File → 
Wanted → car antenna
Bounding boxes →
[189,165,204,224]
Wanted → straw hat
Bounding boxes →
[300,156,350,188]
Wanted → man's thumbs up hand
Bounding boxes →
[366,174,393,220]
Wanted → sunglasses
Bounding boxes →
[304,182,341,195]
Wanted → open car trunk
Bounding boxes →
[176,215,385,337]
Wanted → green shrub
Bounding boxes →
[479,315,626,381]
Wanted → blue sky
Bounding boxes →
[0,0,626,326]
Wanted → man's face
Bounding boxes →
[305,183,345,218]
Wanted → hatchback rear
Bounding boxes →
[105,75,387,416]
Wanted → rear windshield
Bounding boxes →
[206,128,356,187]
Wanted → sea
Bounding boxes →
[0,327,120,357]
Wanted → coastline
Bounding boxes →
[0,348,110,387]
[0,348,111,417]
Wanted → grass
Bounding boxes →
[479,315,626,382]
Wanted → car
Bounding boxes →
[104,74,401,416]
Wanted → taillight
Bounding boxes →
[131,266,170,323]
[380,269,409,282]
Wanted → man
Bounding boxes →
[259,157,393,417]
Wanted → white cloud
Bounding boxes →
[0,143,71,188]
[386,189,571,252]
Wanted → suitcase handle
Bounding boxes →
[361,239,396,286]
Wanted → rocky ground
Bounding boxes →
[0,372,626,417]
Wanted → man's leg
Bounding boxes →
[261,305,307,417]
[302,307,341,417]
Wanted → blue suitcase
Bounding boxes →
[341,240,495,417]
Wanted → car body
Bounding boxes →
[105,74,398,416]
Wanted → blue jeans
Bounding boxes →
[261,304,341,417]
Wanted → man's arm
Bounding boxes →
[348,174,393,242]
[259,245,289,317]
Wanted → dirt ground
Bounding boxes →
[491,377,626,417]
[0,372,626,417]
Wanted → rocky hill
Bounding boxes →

§ **STATED TASK**:
Find every line in the records above that contains the word "ground", and copy each one.

§ **ANSWER TO THIS TASK**:
Wanted → rocky ground
Wanted → dirt ground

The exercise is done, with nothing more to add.